§ Direction
Extract all of the entries and give them again, word for word.

"""

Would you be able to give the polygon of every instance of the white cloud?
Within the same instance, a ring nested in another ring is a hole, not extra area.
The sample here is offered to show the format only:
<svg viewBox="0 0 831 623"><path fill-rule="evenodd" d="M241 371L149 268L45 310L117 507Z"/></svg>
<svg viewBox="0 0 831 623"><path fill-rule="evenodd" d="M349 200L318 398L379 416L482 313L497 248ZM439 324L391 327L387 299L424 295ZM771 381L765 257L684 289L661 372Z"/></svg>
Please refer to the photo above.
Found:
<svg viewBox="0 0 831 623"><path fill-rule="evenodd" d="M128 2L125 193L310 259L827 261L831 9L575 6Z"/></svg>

"""

§ The response
Would you be able to give the polygon of every instance of the white cloud?
Within the same instance, a ring nested in another ring is a hole, not extra area.
The sample here is offered to show the format only:
<svg viewBox="0 0 831 623"><path fill-rule="evenodd" d="M241 371L149 268L45 310L117 507Z"/></svg>
<svg viewBox="0 0 831 623"><path fill-rule="evenodd" d="M349 200L318 398L379 416L482 313L497 248ZM439 324L391 327L387 299L424 295ZM771 381L765 257L684 289L661 372Z"/></svg>
Please refer to the photo above.
Found:
<svg viewBox="0 0 831 623"><path fill-rule="evenodd" d="M128 2L125 193L310 259L827 261L831 9L575 6Z"/></svg>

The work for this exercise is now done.